── Auszug zum Lesen ──

Makefile (Angepasst an die Installation im Pool E44)

session5/page01/Makefile

CC        = gcc
CFLAGS   += -Wall -O3
CFLAGS   += -DT_MIN=5
CFLAGS   += -DCOLMAJOR=0
CFLAGS   += -DUPPER=1
CFLAGS   += -DUNIT=0
CFLAGS   += -DDGEMV_DOTF=5
CFLAGS   += -DDGEMV_AXPYF=4

Arch := intel64
IntelDir := /opt/intel/compilers_and_libraries/linux
IncludeDir := $(IntelDir)/mkl/include
LibDirs := $(IntelDir)/lib/$(Arch) $(IntelDir)/mkl/lib/$(Arch)

───
── Gespeicherte Daten ──

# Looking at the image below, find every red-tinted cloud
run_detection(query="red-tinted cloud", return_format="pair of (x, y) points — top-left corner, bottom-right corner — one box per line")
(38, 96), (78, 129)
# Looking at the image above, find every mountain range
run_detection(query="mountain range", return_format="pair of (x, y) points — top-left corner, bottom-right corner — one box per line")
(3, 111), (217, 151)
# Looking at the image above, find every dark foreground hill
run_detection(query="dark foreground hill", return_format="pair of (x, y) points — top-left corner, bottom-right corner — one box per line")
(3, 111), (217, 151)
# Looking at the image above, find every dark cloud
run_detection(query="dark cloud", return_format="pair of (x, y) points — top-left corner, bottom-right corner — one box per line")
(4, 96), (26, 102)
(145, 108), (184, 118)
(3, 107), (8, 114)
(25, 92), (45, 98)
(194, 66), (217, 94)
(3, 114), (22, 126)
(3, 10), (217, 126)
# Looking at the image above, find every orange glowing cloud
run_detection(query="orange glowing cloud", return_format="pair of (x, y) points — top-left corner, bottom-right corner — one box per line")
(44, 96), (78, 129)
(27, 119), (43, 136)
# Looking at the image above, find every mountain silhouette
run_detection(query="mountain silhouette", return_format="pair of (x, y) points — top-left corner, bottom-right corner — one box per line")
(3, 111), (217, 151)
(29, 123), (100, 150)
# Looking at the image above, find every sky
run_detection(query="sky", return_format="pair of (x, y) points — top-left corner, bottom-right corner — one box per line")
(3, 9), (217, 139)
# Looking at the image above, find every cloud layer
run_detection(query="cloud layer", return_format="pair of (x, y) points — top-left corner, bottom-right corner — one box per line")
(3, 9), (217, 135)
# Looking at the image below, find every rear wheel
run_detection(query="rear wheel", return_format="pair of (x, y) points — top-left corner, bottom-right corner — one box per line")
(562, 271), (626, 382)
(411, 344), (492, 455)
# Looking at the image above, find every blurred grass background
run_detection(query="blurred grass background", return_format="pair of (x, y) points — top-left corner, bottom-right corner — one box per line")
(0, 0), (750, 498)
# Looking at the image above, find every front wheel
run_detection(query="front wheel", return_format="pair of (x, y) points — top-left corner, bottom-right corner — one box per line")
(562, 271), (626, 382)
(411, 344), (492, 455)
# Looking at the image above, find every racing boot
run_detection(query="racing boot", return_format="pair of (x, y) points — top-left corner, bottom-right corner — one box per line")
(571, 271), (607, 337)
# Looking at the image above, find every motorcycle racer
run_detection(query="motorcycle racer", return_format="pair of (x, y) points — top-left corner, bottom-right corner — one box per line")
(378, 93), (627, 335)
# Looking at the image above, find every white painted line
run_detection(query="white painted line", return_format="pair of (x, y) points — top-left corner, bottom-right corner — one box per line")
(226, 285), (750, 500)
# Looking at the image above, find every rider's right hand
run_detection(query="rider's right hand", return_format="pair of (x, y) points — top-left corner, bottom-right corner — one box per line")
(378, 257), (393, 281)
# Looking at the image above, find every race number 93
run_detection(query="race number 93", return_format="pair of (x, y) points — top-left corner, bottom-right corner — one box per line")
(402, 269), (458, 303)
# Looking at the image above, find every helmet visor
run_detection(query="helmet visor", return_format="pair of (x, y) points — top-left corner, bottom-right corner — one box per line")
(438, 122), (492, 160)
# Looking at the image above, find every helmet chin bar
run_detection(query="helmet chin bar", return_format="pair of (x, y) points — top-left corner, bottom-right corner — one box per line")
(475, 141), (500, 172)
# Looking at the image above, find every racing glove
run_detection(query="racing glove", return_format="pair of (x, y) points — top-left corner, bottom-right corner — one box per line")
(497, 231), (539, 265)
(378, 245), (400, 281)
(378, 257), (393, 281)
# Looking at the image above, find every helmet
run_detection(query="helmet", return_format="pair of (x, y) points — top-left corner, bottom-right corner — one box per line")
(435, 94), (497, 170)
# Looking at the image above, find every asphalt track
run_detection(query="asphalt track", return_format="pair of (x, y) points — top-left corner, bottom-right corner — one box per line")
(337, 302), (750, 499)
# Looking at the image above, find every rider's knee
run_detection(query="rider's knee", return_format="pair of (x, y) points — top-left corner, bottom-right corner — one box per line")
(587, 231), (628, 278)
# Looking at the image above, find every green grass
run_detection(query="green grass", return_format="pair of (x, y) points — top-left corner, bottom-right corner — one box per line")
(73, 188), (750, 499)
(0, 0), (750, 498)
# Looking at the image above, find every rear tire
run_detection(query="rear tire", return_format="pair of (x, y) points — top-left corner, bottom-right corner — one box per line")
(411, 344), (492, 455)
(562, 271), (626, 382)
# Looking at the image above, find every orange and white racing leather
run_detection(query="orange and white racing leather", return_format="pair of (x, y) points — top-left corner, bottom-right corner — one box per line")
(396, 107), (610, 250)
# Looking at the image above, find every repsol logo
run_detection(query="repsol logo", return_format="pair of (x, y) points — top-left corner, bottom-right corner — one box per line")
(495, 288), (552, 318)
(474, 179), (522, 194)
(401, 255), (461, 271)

───

» Aufgabe A:
Welcher Compiler wird im Makefile-Auszug der Variablen CC zugewiesen?
» Aufgabe B:
Gib den Abschnitt des Makefile-Auszugs genau wieder, der mit den Worten "Arch := intel64" beginnt und mit "LibDirs := $(IntelDir)/lib/$(Arch) $(IntelDir)/mkl/lib/$(Arch)" endet.
» Aufgabe C:
Führe den Makefile-Auszug ab der Stelle fort, an der er aufhört.

» Ergebnis A:
gcc

» Ergebnis B:
Arch := intel64
IntelDir := /opt/intel/compilers_and_libraries/linux
IncludeDir := $(IntelDir)/mkl/include
LibDirs := $(IntelDir)/lib/$(Arch) $(IntelDir)/mkl/lib/$(Arch)

» Ergebnis C:
LinkerFlag := -Wl,
Rpath := $(patsubst %,$(LinkerFlag)-rpath $(LinkerFlag)%,$(LibDirs))
Lpath := $(patsubst %,-L%,$(LibDirs))

LDFLAGS += $(Lpath) $(Rpath)
CPPFLAGS += -I$(IncludeDir) -DMKL_ILP64
LDLIBS += -lmkl_intel_ilp64 -lmkl_core -lmkl_sequential -lm -lpthread

TARGETS = gemv

all: $(TARGETS)

clean:
    $(RM) $(TARGETS)